» **Supplied text**

►

Simultaneous to the raid, another SIG operative, Karl Kahane, took part in a separate sabotage mission aimed at Benghazi together with Stirling, Paddy Mayne, and four other SAS commandos. Kahane talked them through the first German roadblock they encountered. They also passed an Italian roadblock but at a subsequent German checkpoint the Sergeant Major asked them the password. Kahane attempted to bluff his way through but the German was not satisfied and walked up to the truck. Mayne then cocked his revolver and the German ordered them to be let through, apparently having realized that they were British soldiers but that he would be shot in the event of a confrontation. With their cover blown, the team abandoned its original goal of Benghazi and struck nearby targets of opportunity, blowing up a roadblock, fuel tanks, pumps, trucks, and half-tracks before making a narrow escape while being chased by armored cars, exchanging fire with their pursuers before managing to get away.

The news that soldiers of German origin were fighting with the Allies in North Africa made its way to Adolf Hitler, who ordered that they be executed upon capture. On 13 June 1942, the Oberkommando der Wehrmacht sent a secret message to Panzer Army Africa which was intercepted by British intelligence and forwarded to Prime Minister Winston Churchill stating: "Are said to be numerous German political refugees with Free French Forces in Africa. The Führer has ordered that the severest measures are to be taken against those concerned. They are therefore to be immediately wiped out in battle and in cases where they escape being killed in battle, a military sentence is to be pronounced immediately by the nearest German officer and they are to be shot out of hand, unless they have to be temporarily retained for intelligence purposes."

◄

» **Problem details**
Continue the account of SIG operatives in North Africa from where it stops.

» **Dataset excerpts**
►

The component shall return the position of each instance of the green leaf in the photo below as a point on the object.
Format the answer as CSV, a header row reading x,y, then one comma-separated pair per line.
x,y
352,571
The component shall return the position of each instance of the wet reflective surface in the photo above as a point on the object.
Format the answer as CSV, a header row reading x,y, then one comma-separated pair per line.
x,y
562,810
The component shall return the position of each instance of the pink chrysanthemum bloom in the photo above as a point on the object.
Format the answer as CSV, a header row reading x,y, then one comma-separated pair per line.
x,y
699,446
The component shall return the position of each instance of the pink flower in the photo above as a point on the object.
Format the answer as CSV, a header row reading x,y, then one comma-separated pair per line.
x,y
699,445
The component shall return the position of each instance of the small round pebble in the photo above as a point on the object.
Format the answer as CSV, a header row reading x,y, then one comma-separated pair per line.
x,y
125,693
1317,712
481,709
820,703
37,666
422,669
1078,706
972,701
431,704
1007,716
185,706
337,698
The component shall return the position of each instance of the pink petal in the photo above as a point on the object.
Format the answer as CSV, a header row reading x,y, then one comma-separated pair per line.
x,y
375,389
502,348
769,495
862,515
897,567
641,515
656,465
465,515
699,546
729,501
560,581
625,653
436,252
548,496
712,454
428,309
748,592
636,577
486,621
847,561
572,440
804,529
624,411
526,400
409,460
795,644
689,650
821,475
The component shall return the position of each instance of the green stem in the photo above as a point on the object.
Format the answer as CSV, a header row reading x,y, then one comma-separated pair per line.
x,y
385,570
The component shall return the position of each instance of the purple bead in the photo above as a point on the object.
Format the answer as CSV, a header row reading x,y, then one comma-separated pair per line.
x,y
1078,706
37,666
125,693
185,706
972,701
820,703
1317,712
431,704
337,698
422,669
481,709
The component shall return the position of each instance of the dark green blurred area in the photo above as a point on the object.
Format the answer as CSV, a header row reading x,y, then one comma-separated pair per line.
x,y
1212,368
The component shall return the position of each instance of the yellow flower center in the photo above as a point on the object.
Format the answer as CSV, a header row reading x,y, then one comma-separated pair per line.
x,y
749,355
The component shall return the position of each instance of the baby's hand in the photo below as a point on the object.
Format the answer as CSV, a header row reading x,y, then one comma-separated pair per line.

◄

» **Result for this exercise**
On the night of 13/14 September 1942, the SIG participated in Operation Agreement, the raid on the German and Italian stronghold of Tobruk. Its objective was to destroy supplies in the port. A SIG team was to infiltrate the port as part of a large group of commandos in three trucks, with the SIG operatives playing the role of German guards transporting British POWs to a camp at Tobruk. The commandos were to assault the coastal guns east of the harbor. Buck would take part alongside Lieutenant David Russell, a Scots Guards officer fluent in German. The group was led by Lieutenant Colonel John Haselden. As Buck correctly suspected that the Germans were by now aware of the SIG's existence, he assigned only a few SIG operatives to the mission rather than around a dozen as would have been preferable.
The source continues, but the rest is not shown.